— Provided passage —
☆ ☆ ☆
Advantageous developments of the subject of the main claim are possible as a result of the measures contained in the sub-claims.

The throttle channel leading into the damping chamber can extend in the nozzle body or nozzle holder, and if appropriate its cross-section can be varied by adjusting means. A particularly simple design is obtained when the throttle channel passes through the deflectable wall portion of the damping chamber.

The deflectable wall portion of the damping chamber can be formed by a valve-closing member which is pressed by a spring in the direction of flow of the fuel against a valve seat which surrounds a non-throttling passage crosssection of the connecting bore and which is bridged by the throttle channel leading into the damping chamber. In this case, the throttle channel can be provided in a valve-seat plate inserted into the connecting bore.

It is especially advantageous if, according to the invention, the deflectable wall portion of the damping chamber is formed by a piston mounted displaceably in the connecting bore.

In this arrangement, it is possible to ensure, by means of appropriate dimensions and adjustment of the restoring spring for the piston and of the throttle-channel cross-section, that the damping of the movement of the valve needle begins only after the start of injection, and that the delay in the start of damping in relation to the start of injection is adjusted automatically to a favourable value at various operating points. Such a function is known, in principle, from DE - A - 3,221,442.
☆ ☆ ☆
— Exercise directions —
In the damping chamber text, what forms the deflectable wall portion in the arrangement called especially advantageous?

— Data listing —
☆ ☆ ☆
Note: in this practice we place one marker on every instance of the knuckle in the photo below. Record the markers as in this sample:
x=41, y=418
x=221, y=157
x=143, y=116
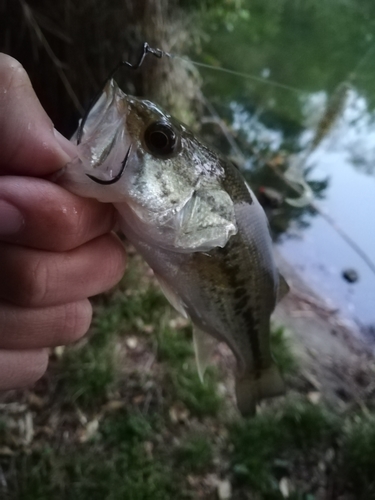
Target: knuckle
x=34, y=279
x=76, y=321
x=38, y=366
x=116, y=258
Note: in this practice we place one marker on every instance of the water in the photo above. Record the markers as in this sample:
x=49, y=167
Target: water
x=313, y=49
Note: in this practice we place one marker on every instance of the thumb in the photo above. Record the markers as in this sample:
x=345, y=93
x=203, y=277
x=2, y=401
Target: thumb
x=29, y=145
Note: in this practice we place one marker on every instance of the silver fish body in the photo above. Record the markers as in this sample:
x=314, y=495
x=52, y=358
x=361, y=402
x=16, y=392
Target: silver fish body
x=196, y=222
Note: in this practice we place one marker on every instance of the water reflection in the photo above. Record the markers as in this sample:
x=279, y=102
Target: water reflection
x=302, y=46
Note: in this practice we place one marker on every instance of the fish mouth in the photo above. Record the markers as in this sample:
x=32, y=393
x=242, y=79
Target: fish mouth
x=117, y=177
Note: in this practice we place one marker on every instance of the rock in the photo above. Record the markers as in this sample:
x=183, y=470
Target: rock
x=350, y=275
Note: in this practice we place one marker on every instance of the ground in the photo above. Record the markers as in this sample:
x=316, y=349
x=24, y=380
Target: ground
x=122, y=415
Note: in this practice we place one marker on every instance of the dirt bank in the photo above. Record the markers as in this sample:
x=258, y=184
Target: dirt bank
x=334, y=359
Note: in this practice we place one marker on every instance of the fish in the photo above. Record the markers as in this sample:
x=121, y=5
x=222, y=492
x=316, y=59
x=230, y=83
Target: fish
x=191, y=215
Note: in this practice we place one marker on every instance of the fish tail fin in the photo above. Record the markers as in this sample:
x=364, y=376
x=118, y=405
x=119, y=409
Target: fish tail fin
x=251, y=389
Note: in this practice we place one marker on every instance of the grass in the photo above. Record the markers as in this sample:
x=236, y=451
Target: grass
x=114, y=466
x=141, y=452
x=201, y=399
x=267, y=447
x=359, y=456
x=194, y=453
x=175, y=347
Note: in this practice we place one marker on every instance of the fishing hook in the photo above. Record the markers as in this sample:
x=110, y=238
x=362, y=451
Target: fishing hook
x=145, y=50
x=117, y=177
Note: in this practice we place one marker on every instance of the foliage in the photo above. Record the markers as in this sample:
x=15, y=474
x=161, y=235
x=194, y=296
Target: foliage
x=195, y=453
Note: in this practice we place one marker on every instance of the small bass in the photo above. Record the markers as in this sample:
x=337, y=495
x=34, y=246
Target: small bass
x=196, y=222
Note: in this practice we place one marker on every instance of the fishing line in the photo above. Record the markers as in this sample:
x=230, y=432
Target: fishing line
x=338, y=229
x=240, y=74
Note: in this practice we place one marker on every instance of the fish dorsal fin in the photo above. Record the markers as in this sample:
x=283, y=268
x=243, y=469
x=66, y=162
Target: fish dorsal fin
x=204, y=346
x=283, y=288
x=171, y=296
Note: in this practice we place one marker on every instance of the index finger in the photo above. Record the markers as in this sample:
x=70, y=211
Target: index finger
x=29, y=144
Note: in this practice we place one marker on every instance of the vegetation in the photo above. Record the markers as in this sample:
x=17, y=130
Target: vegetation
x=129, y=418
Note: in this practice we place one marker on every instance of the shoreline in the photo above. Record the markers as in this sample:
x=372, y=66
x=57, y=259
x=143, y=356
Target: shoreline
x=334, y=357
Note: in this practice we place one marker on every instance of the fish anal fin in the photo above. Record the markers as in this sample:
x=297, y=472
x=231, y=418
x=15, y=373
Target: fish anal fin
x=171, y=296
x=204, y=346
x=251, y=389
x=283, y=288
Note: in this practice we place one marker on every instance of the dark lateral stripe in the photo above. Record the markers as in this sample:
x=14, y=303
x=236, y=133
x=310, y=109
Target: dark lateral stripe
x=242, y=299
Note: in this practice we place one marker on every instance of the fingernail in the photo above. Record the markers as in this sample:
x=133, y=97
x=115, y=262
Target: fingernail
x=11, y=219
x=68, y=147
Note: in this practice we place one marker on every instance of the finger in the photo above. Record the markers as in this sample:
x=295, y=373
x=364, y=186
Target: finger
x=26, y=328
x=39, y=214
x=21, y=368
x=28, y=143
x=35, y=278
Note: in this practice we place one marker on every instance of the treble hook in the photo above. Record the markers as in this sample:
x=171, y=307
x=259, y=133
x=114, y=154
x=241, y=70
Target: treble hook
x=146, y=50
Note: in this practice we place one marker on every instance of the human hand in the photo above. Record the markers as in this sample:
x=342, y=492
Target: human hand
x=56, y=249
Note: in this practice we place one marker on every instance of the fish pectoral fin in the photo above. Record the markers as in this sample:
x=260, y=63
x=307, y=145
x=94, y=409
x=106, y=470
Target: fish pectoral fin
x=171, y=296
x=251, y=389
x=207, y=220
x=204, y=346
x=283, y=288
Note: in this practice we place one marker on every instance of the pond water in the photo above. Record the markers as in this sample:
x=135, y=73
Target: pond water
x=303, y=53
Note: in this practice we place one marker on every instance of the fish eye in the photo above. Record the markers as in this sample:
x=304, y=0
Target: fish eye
☆ ☆ ☆
— The response —
A piston mounted displaceably in the connecting bore.